• [EXCERPT]:
******

Brain Friendly Techniques for Improving Long-Term Memory
Teachers are charged with the responsibilities of proving the experiences which encourages learning and application. Introduction of new concepts into this process requires skill. How do we get our students to remember new concepts? This article focuses on five important strategies to ensure students retention of new concepts; connect to prior knowledge, develop personal relevance, make sense, elaborate on key concepts and rehearse retrieval cues. (Friedich-King, 2001)
Learning new ideas and concepts is not easy. In order to understand new concepts the brain according to Piaget it goes through the process of assimilation. If students are to grasp the new information it is helpful to create experiences that utilize what a student already knows, Piaget would say that this is enlarging a student’s schema.
Next the information has to have some means of balance or equilibrium, how do we know that the concept makes sense. The students need to demonstrate that the sensory experience has a foundation to build upon. Research in neuroscience argues that teachers should increase the strength of connections between neurons that participate in the encoding experience because these are experiences are the ones that the students will retain in the long term (Friedich-King, 2001).
Teachers are concerned with mastery of key concepts. In order for students to commit information to long term memory (LTM) there needs to be some vehicle which provides the connection from short term memory (STM) to LTM. King-Friedich argues that teachers can facilitate the data to move from the working memory or short term memory by elaborating on new concepts. Teachers who elaborate on new concepts are likely to ensure that students retention of new material (p. 77). Teachers can use techniques such as painting or drawing illustrations that refer to the new material, the students may create poems or journal about the concepts. All of these tools create the path for long term memory storage.
The article provides several tools for teachers that are concerned with mastery. The article is has practical information for use in the classroom. The strategies outlined have a track record of success. Memory in Educational setting goes into deeper depth of how to transfer information from STM or working memory to LTM
Memory in Educational Setting
Classroom teachers are consistently focused not just with teaching content but creating meaningful experiences that provide students with tools not just to understand new concepts but the ability to apply them. In order for teachers to be effective in achieving this goal requires that the information not remain in the short term memory. Cognitive psychologists and educators share a common goal: both want to understand how to promote long-term learning and memory. Both are interested in the answers to questions like “how should people study material in order to remember it after time has passed?” and “what causes people to forget material they once knew?”(Marsh, 2011). If knowledge is to be retained over long periods of time, then the goal of learning must be to increase storage strength, not momentary accessibility. Marsh and Butler refers to the concept of “desirable difficulties” (Marsh, 2011). The main idea is that introducing difficulties during learning will result in superior long-term retention because the greatest gains in storage strength occur when retrieval strength is high. Teacher who instead of arranging the conditions of learning to be easier and faster for the learner, educators should introduce difficulties into the learning process in order to promote long-term retention of knowledge(Marsh, 2011) (p.4). Creating conditions that slow learning down is a radical change for most educators.

******

• [SET EXERCISE 1]:
Render the rows below as a JSON list of strings, one string per line and blank lines left out, starting at the first row and ending at the line that contains "[113,174,189,217]".

[Box-labeled dataset extracts]
******

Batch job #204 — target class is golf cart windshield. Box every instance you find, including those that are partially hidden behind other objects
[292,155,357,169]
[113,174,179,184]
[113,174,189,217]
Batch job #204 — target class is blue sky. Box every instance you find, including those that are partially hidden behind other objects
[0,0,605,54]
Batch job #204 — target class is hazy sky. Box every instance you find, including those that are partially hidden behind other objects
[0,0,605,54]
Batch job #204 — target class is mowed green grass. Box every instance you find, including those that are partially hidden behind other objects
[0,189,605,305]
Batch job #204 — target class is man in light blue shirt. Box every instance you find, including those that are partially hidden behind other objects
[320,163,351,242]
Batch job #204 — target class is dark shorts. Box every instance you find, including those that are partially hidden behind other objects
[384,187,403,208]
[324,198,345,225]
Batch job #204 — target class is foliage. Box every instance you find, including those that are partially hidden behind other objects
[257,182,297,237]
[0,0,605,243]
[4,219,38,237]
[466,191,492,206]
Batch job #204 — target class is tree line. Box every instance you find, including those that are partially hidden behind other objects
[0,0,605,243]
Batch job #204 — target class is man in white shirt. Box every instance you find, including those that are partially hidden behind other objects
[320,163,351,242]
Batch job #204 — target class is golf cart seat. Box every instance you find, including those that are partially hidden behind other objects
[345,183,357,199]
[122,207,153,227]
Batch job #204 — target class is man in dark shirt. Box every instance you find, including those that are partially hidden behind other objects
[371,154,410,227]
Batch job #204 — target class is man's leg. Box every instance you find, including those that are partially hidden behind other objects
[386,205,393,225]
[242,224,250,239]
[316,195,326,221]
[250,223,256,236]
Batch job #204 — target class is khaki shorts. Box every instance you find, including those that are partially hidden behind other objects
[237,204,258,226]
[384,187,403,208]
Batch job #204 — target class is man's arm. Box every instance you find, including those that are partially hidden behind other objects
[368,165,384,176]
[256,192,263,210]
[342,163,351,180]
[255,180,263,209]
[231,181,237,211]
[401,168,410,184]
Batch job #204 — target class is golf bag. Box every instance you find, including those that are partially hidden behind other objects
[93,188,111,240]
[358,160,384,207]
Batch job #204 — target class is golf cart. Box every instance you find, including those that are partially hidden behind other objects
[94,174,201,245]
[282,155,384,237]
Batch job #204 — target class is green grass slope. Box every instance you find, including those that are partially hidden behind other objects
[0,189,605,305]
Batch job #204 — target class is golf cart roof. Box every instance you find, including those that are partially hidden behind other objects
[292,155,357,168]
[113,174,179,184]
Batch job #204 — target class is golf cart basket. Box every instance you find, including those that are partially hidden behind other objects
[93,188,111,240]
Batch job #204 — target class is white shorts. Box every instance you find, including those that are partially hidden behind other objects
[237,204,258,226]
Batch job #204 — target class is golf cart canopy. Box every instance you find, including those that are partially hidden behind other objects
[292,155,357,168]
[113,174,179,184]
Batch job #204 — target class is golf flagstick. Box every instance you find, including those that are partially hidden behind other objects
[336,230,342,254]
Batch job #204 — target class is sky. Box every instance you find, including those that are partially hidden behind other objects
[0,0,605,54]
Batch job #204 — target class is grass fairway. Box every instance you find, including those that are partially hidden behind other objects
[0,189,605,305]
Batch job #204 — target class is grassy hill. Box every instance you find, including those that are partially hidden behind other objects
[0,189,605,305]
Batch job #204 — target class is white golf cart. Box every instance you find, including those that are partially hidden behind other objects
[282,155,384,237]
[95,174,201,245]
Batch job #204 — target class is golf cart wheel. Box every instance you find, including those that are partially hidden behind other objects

******

• [SET EXERCISE 2]:
Copy word for word the passage of the memory article starting at "Brain Friendly Techniques" and ending at "a student’s schema.".

• [TASK SOLUTION 1]:
[
  "Batch job #204 — target class is golf cart windshield. Box every instance you find, including those that are partially hidden behind other objects",
  "[292,155,357,169]",
  "[113,174,179,184]",
  "[113,174,189,217]"
]

• [TASK SOLUTION 2]:
Brain Friendly Techniques for Improving Long-Term Memory
Teachers are charged with the responsibilities of proving the experiences which encourages learning and application. Introduction of new concepts into this process requires skill. How do we get our students to remember new concepts? This article focuses on five important strategies to ensure students retention of new concepts; connect to prior knowledge, develop personal relevance, make sense, elaborate on key concepts and rehearse retrieval cues. (Friedich-King, 2001)
Learning new ideas and concepts is not easy. In order to understand new concepts the brain according to Piaget it goes through the process of assimilation. If students are to grasp the new information it is helpful to create experiences that utilize what a student already knows, Piaget would say that this is enlarging a student’s schema.